◆ **RECORDS PROVIDED**:

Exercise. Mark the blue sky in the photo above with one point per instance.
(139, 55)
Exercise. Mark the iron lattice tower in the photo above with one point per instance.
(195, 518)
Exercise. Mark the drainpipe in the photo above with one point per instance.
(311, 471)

◆ **OBJECTIVE**:
Can you give every line above again, exactly as written?

◆ **FINAL ANSWER**:
Exercise. Mark the blue sky in the photo above with one point per instance.
(139, 55)
Exercise. Mark the iron lattice tower in the photo above with one point per instance.
(195, 518)
Exercise. Mark the drainpipe in the photo above with one point per instance.
(311, 471)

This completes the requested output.